Monumentos
En busca de rezos y rituales arraigados a la Tierra.
A principios del 2018, la artista y cineasta Len Murusalu escuchó la canción folklórica de Livonia «Sadā, vīmo» ('Llueve a cántaros, lluvia'), cuya letra comprendió a pesar de que el idioma en sí le era desconocido. Inspirada por esta experiencia y por su curiosidad por las dinámicas históricas que ponen en peligro las lenguas pequeñas, realizó Tras Betelgeuse. En esta película, la protagonista navega un paisaje transformado por acontecimientos cósmicos, guiada por la canción folklórica. Los sonidos y la letra de «Sadā, vīmo» se convierten en el canal para conectar con antepasados, y en la brújula para recorrer el espacio y el tiempo mientras la peregrina busca refugio para sus recuerdos amenazados.

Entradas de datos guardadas
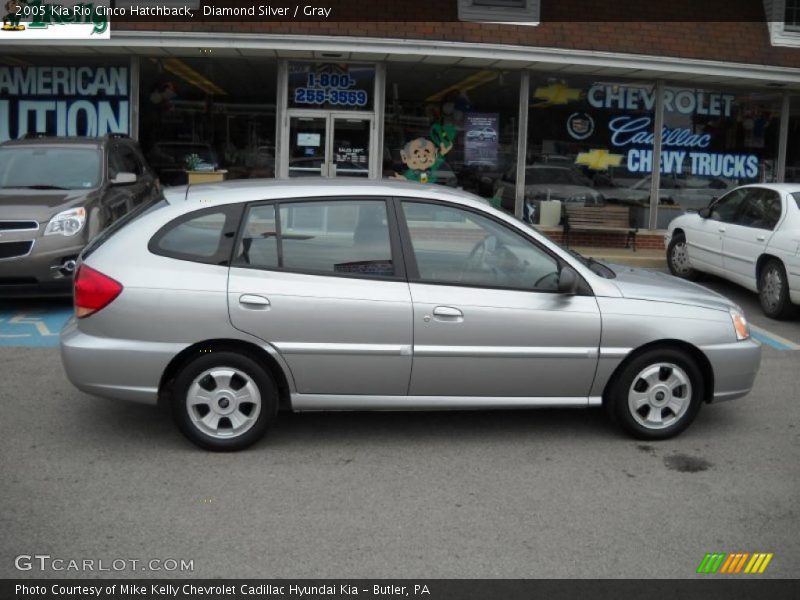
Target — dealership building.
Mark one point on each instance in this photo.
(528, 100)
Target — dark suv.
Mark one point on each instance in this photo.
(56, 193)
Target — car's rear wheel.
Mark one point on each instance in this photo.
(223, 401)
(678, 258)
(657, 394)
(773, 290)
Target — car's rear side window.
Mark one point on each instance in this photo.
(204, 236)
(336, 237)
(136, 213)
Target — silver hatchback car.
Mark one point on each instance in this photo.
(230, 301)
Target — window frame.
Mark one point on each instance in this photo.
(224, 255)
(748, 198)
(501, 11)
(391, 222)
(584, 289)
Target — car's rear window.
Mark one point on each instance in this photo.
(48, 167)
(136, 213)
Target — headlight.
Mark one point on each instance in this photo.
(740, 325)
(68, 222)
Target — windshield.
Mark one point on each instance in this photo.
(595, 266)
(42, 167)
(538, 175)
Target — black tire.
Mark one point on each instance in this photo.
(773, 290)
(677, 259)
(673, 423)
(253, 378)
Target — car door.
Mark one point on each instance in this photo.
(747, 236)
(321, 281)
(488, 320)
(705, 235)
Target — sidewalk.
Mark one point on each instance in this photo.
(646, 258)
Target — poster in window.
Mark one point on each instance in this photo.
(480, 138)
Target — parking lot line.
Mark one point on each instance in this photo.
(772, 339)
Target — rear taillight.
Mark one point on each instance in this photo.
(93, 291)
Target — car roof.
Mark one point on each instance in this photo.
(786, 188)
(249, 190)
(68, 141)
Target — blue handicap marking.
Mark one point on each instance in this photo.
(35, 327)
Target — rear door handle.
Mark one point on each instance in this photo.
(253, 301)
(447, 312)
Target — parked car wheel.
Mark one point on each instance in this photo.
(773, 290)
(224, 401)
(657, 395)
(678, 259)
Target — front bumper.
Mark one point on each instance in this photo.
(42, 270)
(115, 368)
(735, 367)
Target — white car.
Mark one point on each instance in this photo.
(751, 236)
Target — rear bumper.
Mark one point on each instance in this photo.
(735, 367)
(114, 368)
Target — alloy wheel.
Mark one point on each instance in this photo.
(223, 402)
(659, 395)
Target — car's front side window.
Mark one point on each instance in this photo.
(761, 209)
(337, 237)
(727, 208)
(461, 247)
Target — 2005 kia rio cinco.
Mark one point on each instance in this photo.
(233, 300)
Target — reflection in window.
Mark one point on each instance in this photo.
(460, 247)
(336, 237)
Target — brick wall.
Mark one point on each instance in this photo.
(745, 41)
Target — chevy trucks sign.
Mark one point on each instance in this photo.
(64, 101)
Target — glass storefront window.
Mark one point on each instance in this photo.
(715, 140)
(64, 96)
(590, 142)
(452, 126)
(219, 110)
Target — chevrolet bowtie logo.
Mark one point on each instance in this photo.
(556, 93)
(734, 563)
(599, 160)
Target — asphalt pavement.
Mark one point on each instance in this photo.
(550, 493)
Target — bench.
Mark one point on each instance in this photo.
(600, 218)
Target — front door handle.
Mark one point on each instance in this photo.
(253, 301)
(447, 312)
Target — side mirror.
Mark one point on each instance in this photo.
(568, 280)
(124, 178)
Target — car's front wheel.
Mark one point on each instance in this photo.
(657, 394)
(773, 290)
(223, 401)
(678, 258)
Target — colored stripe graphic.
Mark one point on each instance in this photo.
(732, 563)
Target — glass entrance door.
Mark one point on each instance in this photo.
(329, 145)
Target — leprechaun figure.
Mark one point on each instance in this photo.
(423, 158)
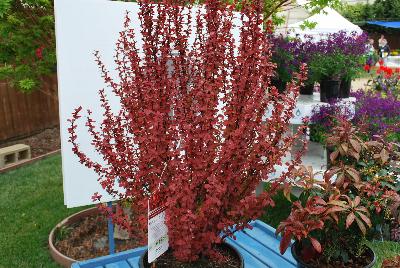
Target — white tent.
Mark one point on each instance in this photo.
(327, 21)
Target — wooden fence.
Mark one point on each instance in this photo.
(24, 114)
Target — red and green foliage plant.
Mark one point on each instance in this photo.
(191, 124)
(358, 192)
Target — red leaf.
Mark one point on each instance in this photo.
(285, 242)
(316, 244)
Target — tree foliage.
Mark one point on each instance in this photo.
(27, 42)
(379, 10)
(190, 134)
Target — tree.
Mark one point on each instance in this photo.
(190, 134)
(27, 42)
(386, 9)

_ENCARGO DE TRABAJO 1_
Según el extracto, ¿qué llevó a Len Murusalu a realizar Tras Betelgeuse? Responde en una a tres oraciones.
_ENCARGO DE TRABAJO 2_
En el extracto, ¿qué significa el título de la canción «Sadā, vīmo»?
_ENCARGO DE TRABAJO 3_
Reproduce palabra por palabra el pasaje del extracto que va desde «A principios del» hasta «sus recuerdos amenazados.», ambos incluidos.

_CASILLA DE RESPUESTA 1_
La inspiró haber escuchado a principios del 2018 la canción folklórica de Livonia «Sadā, vīmo», cuya letra comprendió sin conocer el idioma. También la movió su curiosidad por las dinámicas históricas que ponen en peligro las lenguas pequeñas.

_CASILLA DE RESPUESTA 2_
'Llueve a cántaros, lluvia'.

_CASILLA DE RESPUESTA 3_
A principios del 2018, la artista y cineasta Len Murusalu escuchó la canción folklórica de Livonia «Sadā, vīmo» ('Llueve a cántaros, lluvia'), cuya letra comprendió a pesar de que el idioma en sí le era desconocido. Inspirada por esta experiencia y por su curiosidad por las dinámicas históricas que ponen en peligro las lenguas pequeñas, realizó Tras Betelgeuse. En esta película, la protagonista navega un paisaje transformado por acontecimientos cósmicos, guiada por la canción folklórica. Los sonidos y la letra de «Sadā, vīmo» se convierten en el canal para conectar con antepasados, y en la brújula para recorrer el espacio y el tiempo mientras la peregrina busca refugio para sus recuerdos amenazados.